───── MATERIAL PROVIDED ─────

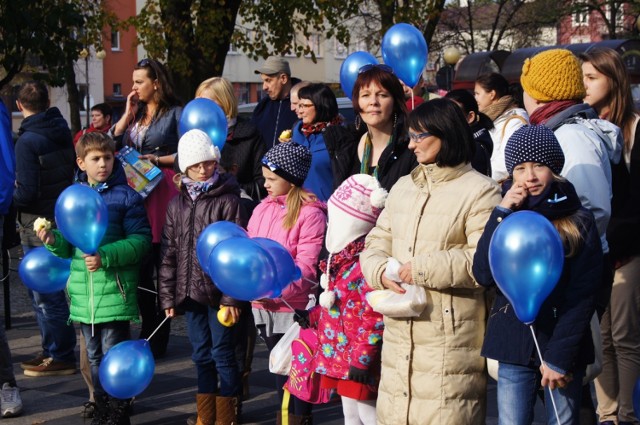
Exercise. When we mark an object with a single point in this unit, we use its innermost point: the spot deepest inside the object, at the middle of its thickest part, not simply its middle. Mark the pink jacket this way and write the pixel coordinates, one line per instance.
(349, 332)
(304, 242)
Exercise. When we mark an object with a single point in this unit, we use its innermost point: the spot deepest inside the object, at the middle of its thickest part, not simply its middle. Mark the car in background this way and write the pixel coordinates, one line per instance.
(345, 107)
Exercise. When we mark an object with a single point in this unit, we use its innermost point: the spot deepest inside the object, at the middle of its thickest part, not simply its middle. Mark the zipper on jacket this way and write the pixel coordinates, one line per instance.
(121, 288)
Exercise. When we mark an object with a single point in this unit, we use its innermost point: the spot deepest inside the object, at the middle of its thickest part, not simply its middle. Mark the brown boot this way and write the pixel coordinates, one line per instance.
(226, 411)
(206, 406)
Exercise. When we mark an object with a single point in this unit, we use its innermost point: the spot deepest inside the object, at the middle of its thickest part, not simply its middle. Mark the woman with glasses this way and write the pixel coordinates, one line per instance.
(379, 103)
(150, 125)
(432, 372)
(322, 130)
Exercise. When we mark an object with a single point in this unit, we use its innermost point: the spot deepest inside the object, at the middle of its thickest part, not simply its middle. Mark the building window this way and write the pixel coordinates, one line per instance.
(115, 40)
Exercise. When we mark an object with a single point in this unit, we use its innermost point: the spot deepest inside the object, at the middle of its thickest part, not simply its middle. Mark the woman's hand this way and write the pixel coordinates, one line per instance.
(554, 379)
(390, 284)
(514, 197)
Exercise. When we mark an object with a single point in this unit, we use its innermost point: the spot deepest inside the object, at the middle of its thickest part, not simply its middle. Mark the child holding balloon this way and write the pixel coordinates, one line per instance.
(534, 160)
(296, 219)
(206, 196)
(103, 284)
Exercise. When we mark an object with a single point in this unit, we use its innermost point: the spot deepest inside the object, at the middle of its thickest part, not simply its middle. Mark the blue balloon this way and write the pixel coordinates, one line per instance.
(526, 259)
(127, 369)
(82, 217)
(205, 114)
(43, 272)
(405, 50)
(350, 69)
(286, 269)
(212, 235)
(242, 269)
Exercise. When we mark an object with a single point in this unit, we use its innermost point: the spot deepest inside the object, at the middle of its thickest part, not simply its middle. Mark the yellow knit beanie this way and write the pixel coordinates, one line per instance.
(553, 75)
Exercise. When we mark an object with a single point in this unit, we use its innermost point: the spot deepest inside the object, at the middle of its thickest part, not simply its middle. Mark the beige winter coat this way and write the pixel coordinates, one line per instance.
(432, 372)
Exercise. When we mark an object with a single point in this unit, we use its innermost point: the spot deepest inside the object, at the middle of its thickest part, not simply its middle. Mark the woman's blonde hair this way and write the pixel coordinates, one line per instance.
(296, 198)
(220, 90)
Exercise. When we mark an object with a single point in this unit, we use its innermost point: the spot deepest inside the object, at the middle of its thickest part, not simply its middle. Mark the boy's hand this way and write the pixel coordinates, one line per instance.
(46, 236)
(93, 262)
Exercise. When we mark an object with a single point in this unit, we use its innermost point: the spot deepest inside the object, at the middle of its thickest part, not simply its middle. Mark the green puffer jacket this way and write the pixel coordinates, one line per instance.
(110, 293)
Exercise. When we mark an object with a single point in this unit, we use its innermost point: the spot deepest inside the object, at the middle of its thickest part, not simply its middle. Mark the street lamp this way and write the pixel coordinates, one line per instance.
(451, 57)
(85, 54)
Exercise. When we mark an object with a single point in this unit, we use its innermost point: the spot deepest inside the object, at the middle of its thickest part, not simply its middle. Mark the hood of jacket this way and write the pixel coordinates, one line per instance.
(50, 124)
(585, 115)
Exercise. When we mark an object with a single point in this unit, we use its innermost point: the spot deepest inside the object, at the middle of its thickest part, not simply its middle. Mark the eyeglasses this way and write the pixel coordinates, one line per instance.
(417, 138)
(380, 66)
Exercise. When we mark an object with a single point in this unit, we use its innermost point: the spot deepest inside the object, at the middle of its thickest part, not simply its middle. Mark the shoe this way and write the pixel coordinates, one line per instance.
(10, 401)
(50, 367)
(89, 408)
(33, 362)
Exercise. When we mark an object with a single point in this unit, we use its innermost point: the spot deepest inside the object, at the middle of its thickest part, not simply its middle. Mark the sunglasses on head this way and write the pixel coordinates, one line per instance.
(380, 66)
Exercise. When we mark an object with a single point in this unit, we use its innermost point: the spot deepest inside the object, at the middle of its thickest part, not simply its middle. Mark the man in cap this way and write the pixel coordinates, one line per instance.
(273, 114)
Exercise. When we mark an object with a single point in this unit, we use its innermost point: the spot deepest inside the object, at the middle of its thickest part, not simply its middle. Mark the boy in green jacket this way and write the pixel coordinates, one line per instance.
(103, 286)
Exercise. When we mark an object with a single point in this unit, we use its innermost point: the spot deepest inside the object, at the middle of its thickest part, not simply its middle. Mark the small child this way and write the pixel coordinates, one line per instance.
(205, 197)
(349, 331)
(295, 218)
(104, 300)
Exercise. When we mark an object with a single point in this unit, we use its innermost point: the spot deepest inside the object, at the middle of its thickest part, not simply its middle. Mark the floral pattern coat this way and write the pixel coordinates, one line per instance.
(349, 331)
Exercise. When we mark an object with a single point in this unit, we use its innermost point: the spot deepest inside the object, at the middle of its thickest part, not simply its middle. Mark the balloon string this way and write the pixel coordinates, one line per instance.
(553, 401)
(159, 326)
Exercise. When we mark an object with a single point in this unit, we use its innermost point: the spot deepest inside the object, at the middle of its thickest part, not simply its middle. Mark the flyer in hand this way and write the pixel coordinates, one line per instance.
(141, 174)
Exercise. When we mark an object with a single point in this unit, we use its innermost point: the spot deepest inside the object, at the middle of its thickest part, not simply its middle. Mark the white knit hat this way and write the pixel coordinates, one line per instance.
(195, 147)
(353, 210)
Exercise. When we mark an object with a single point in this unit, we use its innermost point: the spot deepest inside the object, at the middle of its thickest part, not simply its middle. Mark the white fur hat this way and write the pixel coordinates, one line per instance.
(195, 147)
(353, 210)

─────

■ PROBLEM STATEMENT ■
Output the material word for word, omitting its pictures.

■ EXERCISE RESULT ■
Exercise. When we mark an object with a single point in this unit, we use its innermost point: the spot deepest inside the object, at the middle of its thickest part, not simply its middle. Mark the pink jacket this way and write the pixel coordinates, one line per instance.
(349, 332)
(304, 242)
Exercise. When we mark an object with a single point in this unit, we use its innermost point: the spot deepest inside the object, at the middle of its thickest part, not simply its middle. Mark the car in background this way and write the pixel coordinates, one line per instance.
(345, 107)
Exercise. When we mark an object with a single point in this unit, we use its innermost point: the spot deepest inside the object, at the middle of its thickest part, not simply its middle. Mark the zipper on jacket this way and write the pixel coordinates, one line per instance.
(121, 288)
Exercise. When we mark an object with a single point in this unit, we use its innermost point: the spot deepest inside the object, at the middle of its thickest part, not simply its middle. Mark the brown boot this way and write the pixel coordinates, one line per instance.
(226, 411)
(206, 406)
Exercise. When we mark an object with a single point in this unit, we use its innermost point: the spot deepest inside the object, at the middle of its thickest part, not simply its middle. Mark the woman with glasses this way and write the pixel coordinates, one line per instance.
(379, 103)
(150, 125)
(432, 372)
(322, 130)
Exercise. When we mark an object with a single point in this unit, we use its innermost point: the spot deepest inside the object, at the middle of its thickest part, not simply its middle. Mark the building window this way and write the pixel coordinates, one line per instance.
(115, 40)
Exercise. When we mark an object with a single point in this unit, we use its innermost point: the spot deepest inside the object, at the middle of its thickest part, not simply its middle. Mark the woman's hand this way and write the pixel coordinates, one line per instance.
(554, 379)
(390, 284)
(514, 197)
Exercise. When we mark an object with a single point in this unit, we use its innermost point: the spot deepest inside the object, at the middle of its thickest part, not simply its middle. Mark the child holding balloon this way and write the pixel coordinates, one line per instance.
(534, 160)
(296, 219)
(206, 196)
(103, 284)
Exercise. When we mark an object with a single point in this unit, we use its innermost point: the spot deepest inside the object, at the middle of its thickest part, not simply its middle. Mark the blue balloon this way and write the pixel coordinates, one line per instance.
(526, 259)
(127, 369)
(82, 217)
(205, 114)
(43, 272)
(405, 50)
(350, 69)
(286, 269)
(212, 235)
(242, 269)
Exercise. When we mark an object with a single point in this unit, we use its innermost point: the spot deepest inside the object, at the middle of its thickest part, not simply its middle. Mark the yellow knit beanie this way and write the pixel coordinates, one line per instance.
(553, 75)
Exercise. When we mark an object with a single point in this unit, we use its innermost point: the spot deepest inside the object, at the middle of its thickest part, not simply its middle. Mark the beige winter coat this way and write the pixel coordinates, one line per instance.
(432, 372)
Exercise. When we mark an object with a single point in this unit, we use its innermost point: the spot deepest inside the object, at the middle of its thickest part, not simply its middle. Mark the woman's blonde hair this way and write the pixel coordinates, one line per instance.
(296, 198)
(220, 90)
Exercise. When we mark an object with a single point in this unit, we use its innermost point: the spot deepest inside the object, at the middle of its thickest part, not simply its middle. Mark the boy's hand this way and write the pixel coordinates, one line per instance.
(46, 236)
(93, 262)
Exercise. When we mark an object with a single point in this unit, we use its innermost point: the spot deepest inside the object, at the middle of its thickest part, not simply its middle. Mark the green puffer jacket this way and write the pixel coordinates, one line per instance.
(110, 293)
Exercise. When we mark an object with a single point in this unit, we use its innermost point: the spot deepest inside the object, at the middle of its thickest part, not simply its middle. Mark the street lamp this way and write the pixel coordinates, one line per instance.
(451, 57)
(85, 54)
Exercise. When we mark an object with a single point in this unit, we use its innermost point: the spot deepest inside the object, at the middle of its thickest part, not simply its middle. Mark the hood of jacket this way and write the pixel coordinates, one line per instance.
(50, 124)
(585, 115)
Exercise. When we mark an object with a single point in this unit, we use its innermost point: the spot deepest inside the object, at the middle of its thickest part, not simply its middle. Mark the eyeglasses this way and write the pixel coordinates, one line per instance.
(417, 138)
(380, 66)
Exercise. When we mark an object with a single point in this unit, we use its innermost point: the spot deepest inside the object, at the middle of its thickest part, not simply its middle. Mark the shoe this way and write the pixel coordinates, one line per instance.
(10, 401)
(50, 367)
(89, 408)
(33, 362)
Exercise. When we mark an object with a single point in this unit, we use its innermost point: the spot deepest inside the object, at the middle of its thickest part, not simply its middle. Mark the sunglasses on head this way and write the pixel coordinates, one line per instance.
(380, 66)
Exercise. When we mark an object with a single point in this unit, we use its innermost point: the spot deepest inside the object, at the middle of its thickest part, not simply its middle. Mark the man in cap this way and write the pixel coordinates, one line per instance.
(273, 114)
Exercise. When we mark an object with a single point in this unit, we use its innermost point: the spot deepest inside the object, at the middle of its thickest part, not simply its middle. Mark the boy in green jacket this way and write the pixel coordinates, one line per instance.
(103, 286)
Exercise. When we mark an object with a single point in this unit, we use its innermost point: the spot deepest inside the object, at the middle of its thickest part, not simply its middle. Mark the small child this way and write the pixel coordinates, one line per instance.
(205, 197)
(349, 331)
(295, 218)
(104, 300)
Exercise. When we mark an object with a single point in this unit, we use its innermost point: the spot deepest inside the object, at the middle of its thickest part, not simply its middle. Mark the floral pattern coat this way and write the pixel coordinates, one line per instance.
(349, 331)
Exercise. When we mark an object with a single point in this unit, we use its innermost point: the spot deepest inside the object, at the middle of its thickest part, not simply its middle. Mark the balloon string this way and write the pixel coordinates, one line per instance.
(553, 401)
(159, 326)
Exercise. When we mark an object with a single point in this unit, we use its innermost point: the spot deepest inside the object, at the middle of its thickest part, not simply its middle. Mark the flyer in hand this way and write the pixel coordinates, one line per instance.
(141, 174)
Exercise. When we mark an object with a single point in this unit, we use its innermost point: the spot deepest inside the object, at the middle of its thickest part, not simply its middle. Mark the white knit hat this way and write the pixel coordinates, one line per instance.
(195, 147)
(353, 210)
Exercise. When we mark an object with a single point in this unit, we use its innermost point: the spot deepest inside the object, at the middle of its thickest part, not simply its middle. Mark the white fur hat this way and write the pixel coordinates, one line per instance.
(195, 147)
(353, 210)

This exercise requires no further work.